→ **Reading passage**

>>>

LOS ANGELES — Valentine’s Day is usually about chocolates and roses, but for the Bolt Fam, true love looks a lot more like a shutdown corner or a mauling guard. While some are out celebrating with significant others, I’m spending my holiday pouring over tape, looking for the perfect match for a Chargers roster in transition.
With the dust settling on the massive coaching shakeup—Chris O’Leary taking the reins on defense and Mike McDaniel arriving to inject speed into the offense—the draft board looks different than it did a month ago. The Chargers need athletes who fit these specific, high-octane schemes. I’ve found five players who don’t just pop on film; they scream “Charger.”
Here are the prospects I’m crushing on for April.
Keith Abney II, CB, Arizona State
The cornerback room is crowded, but don’t let that fool you. With Donte Jackson entering a contract year, the Bolts need a long-term answer who can play immediately. Enter Keith Abney II. The Arizona State product isn’t just good; he’s statistically absurd. In 2025, he led the FBS with 458 coverage snaps without allowing a single touchdown. His passer rating allowed? A microscopic 46.1. That isn’t just coverage; that’s erasure.
Abney’s background is unique—he’s a former elite inline skater, and it shows. His balance is unnatural, allowing him to mirror-and-match receivers with frustrating ease. At 190 lbs, he might look light, but he plays with a physicality that belies his frame. O’Leary needs smart, instinctive DBs to run his complex coverages, and Abney’s high IQ makes him the ideal chess piece to pair with Asante Samuel Jr.
Derrick Moore, EDGE, Michigan
You didn’t think we’d get through a Chargers draft list without a Jim Harbaugh connection, did you? The pipeline from Ann Arbor to LA is still flowing. The edge room is in flux with Khalil Mack’s future uncertain and Bud Dupree looking like a cap casualty. The Chargers need fresh violence on the edge, and Derrick Moore brings it in spades.
Moore is a power rusher who converts speed to power better than almost anyone in this class. He racked up 78 pressures and 14 sacks over his final two seasons at Michigan, often bullying tackles right into the quarterback’s lap. He knows Harbaugh’s culture, he fits the physical identity, and he offers the high-end upside this pass rush desperately needs to stay scary.
Emmanuel Pregnon, OL, Oregon
The interior offensive line was a soft spot last year, and in the AFC West, soft gets you beat. Emmanuel Pregnon is the fix. After transferring to Oregon, the 6-foot-5, 318-pounder turned into a brick wall, allowing just one sack over his final three collegiate seasons. That is the kind of clean pocket protection Justin Herbert dreams about.
But it’s his run blocking that makes this a perfect marriage with new Offensive Coordinator Mike McDaniel. McDaniel’s zone scheme demands linemen who can move, and Pregnon is an elite puller. He gets out in space and hunts defensive backs with bad intentions. He has the mass to anchor and the feet to dance—a rare combo that would slide perfectly into the starting left guard spot on day one.

<<<

→ **Data supplied**
>>>

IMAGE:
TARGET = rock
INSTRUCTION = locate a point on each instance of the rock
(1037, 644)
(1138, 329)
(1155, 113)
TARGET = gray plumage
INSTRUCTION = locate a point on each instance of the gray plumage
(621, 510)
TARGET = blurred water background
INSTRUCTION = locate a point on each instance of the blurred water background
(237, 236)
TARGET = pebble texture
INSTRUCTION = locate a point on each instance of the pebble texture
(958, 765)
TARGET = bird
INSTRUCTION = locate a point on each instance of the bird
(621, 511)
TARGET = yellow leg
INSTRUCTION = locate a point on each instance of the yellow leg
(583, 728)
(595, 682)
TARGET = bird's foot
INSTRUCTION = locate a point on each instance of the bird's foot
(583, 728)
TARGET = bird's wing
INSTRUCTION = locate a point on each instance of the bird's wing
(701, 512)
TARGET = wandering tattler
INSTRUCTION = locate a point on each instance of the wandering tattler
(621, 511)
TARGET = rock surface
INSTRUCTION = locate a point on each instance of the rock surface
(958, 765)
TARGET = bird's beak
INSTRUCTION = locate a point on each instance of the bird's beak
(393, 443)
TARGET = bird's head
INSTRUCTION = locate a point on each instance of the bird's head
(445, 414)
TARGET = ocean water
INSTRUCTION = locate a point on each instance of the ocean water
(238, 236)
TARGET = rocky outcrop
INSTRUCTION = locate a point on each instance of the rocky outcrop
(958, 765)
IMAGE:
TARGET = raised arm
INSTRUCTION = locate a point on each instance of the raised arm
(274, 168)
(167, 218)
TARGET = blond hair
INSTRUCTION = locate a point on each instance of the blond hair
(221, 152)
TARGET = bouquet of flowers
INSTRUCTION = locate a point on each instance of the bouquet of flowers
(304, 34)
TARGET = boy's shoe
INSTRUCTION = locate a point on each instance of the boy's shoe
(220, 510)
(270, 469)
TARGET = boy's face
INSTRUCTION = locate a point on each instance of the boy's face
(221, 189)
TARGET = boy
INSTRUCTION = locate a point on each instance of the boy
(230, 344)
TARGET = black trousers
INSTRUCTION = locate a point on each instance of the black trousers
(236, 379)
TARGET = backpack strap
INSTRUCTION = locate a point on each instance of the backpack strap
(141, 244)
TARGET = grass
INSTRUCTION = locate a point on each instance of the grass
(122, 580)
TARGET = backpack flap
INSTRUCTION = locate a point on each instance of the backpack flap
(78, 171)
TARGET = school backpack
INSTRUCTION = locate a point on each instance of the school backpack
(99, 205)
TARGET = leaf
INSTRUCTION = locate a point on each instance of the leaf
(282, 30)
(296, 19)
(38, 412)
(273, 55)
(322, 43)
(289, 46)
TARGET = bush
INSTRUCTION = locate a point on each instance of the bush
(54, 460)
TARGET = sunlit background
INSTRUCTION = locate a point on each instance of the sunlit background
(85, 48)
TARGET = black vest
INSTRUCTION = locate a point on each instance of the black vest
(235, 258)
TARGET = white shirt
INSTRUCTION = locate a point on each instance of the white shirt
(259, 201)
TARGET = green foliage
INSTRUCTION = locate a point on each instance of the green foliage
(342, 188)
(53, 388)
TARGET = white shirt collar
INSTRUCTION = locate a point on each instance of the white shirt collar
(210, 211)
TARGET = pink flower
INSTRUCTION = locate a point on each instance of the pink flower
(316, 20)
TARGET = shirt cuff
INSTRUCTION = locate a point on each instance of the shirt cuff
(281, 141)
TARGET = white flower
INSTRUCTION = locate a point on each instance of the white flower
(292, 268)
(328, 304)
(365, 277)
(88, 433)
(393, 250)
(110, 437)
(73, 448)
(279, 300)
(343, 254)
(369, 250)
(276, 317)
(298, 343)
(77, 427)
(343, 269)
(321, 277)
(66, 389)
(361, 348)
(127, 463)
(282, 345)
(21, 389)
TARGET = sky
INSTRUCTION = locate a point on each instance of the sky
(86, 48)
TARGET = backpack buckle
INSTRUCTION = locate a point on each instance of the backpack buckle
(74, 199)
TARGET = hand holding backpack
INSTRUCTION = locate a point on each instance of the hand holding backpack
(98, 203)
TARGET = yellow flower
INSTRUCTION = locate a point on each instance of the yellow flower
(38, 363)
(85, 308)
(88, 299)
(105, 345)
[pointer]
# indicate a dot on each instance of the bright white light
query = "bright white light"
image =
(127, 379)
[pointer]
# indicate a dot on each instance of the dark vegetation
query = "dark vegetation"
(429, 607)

<<<

→ **Task directions**
Translate this sentence from the Chargers draft article into Spanish: "The Chargers need athletes who fit these specific, high-octane schemes."

→ **Response to the exercise**
Los Chargers necesitan atletas que encajen en estos esquemas específicos y de alto octanaje.